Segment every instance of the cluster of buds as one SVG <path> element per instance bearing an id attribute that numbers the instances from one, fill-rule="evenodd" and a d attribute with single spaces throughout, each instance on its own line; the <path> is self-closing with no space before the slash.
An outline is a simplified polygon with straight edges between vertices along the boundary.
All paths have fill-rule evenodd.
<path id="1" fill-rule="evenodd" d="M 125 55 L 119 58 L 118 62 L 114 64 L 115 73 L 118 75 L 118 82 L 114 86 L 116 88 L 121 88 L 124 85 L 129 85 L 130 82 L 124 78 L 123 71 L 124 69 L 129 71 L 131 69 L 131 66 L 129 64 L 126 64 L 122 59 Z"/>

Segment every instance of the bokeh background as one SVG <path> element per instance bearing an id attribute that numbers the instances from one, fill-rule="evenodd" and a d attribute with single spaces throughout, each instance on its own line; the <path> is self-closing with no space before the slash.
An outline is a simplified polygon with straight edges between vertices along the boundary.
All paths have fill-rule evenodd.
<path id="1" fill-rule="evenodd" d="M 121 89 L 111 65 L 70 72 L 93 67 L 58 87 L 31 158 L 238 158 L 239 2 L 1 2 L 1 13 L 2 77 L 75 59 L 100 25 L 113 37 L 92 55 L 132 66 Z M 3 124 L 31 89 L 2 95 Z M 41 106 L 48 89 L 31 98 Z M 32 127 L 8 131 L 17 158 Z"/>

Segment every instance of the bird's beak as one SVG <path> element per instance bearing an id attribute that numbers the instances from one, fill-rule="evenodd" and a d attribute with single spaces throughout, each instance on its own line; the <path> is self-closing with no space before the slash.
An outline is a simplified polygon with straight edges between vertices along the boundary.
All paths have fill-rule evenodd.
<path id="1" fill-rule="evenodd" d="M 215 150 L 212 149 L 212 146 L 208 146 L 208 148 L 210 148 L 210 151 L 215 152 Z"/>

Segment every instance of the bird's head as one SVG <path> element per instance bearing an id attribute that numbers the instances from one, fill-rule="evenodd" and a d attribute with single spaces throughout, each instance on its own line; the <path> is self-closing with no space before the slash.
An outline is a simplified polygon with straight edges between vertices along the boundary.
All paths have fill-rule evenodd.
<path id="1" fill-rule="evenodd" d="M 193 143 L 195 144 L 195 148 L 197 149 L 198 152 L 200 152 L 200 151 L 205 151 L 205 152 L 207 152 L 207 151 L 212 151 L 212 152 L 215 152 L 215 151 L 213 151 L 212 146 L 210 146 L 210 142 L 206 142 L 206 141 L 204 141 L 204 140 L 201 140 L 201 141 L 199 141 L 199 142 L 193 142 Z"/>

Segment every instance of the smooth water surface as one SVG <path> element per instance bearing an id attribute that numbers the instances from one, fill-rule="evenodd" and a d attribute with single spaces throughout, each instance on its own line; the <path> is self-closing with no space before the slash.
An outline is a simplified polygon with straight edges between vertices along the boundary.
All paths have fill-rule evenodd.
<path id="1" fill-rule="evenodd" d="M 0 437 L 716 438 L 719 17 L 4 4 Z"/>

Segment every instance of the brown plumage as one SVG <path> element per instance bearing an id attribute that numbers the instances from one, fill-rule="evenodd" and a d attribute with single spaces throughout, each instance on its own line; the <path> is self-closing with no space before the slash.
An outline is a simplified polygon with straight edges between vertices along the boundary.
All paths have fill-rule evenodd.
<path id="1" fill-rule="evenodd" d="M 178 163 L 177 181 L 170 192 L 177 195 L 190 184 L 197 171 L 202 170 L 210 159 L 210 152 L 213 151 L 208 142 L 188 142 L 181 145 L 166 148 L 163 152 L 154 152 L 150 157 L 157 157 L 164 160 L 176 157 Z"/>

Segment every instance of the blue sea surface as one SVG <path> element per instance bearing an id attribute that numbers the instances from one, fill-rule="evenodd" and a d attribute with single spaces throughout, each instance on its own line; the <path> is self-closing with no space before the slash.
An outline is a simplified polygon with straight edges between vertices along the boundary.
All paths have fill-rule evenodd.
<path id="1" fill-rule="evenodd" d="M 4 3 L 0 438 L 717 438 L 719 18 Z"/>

===============

Go through the data above and return each line containing the string "bird".

Segment every instance of the bird's beak as one SVG <path> element per instance bearing an id attribute that numbers the instances from one, fill-rule="evenodd" and a d attribute with single spaces throughout, each instance on its own line; the <path> is self-closing with no space before the slash.
Segment every instance of the bird's head as one SVG <path> element per instance bearing an id attribute that numbers the instances from one, fill-rule="evenodd" and a d attribute with single spaces throughout, each instance on its own line; the <path> is self-closing with no space before the slash.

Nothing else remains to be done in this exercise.